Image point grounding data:
-- -- --

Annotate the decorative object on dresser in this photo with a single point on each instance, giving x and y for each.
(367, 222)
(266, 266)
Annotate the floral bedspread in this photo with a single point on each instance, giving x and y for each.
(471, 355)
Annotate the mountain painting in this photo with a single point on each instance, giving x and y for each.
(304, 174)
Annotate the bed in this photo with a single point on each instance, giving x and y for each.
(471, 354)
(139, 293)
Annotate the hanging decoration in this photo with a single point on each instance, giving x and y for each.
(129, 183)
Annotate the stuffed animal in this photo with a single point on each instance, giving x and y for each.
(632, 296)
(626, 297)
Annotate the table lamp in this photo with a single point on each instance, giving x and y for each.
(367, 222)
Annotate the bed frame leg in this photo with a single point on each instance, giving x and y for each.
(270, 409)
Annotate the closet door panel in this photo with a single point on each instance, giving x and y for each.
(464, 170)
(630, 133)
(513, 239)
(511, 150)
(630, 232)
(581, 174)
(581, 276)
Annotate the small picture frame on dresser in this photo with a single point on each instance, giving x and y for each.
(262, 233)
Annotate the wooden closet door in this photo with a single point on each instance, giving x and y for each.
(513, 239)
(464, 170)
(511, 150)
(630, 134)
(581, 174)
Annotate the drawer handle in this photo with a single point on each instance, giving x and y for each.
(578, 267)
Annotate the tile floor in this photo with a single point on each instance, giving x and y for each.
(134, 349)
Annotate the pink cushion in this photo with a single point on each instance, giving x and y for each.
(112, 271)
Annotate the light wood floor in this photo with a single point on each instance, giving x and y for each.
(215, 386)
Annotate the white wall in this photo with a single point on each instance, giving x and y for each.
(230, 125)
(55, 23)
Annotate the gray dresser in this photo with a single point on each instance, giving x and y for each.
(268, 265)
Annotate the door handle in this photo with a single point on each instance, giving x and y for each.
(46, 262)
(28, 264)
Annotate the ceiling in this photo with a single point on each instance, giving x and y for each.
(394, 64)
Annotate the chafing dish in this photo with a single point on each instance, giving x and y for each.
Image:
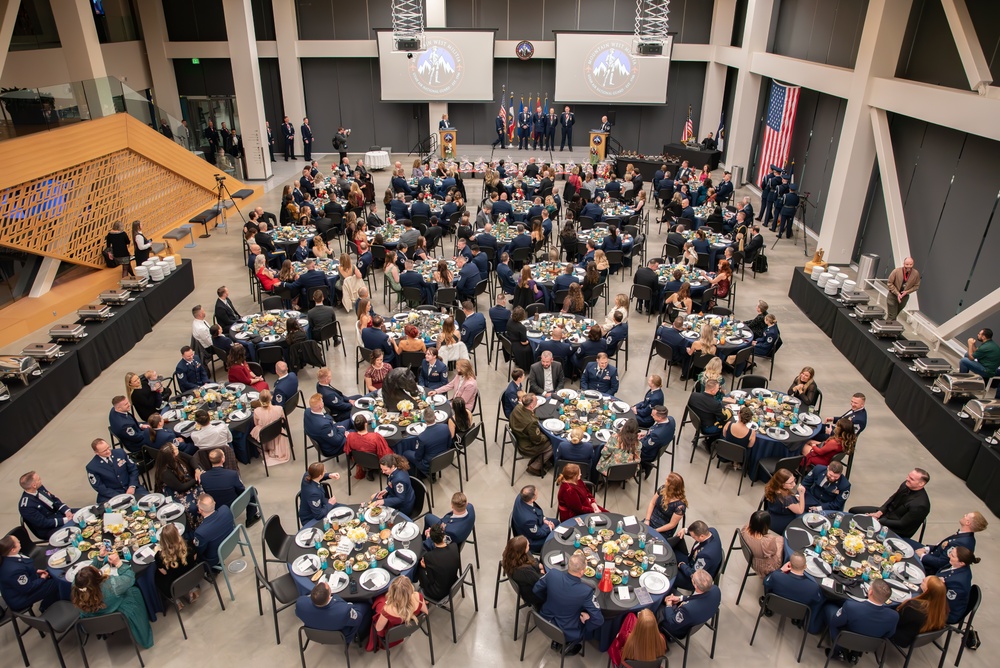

-- -- --

EXERCISE: Working from the line with "Annotate the pink" down through the last line of the records, give every line again exactly, but no pictures.

EXPECTED ANSWER:
Annotate the pink cushion in this photo with a single point on each instance, giving x and y for each.
(112, 271)
Annotate the light wood floor in this photo with a single point on each instance, giving x and y for each.
(215, 386)
Annotate the white wall in this photo with a single point on each instance, giving x and y for each.
(230, 125)
(55, 23)
Annotate the gray dresser in this photo with a single point on each instance, giving x and y for each.
(268, 265)
Annotate the door handle in this photo with a single point on each instance, giving x and y for each.
(46, 262)
(28, 264)
Annotate the ceiling in this photo with a single point on each instance, giving x and y for each.
(394, 64)
Annotate the chafing dish in this photo with a single point on each instance, giving x and y for each.
Image:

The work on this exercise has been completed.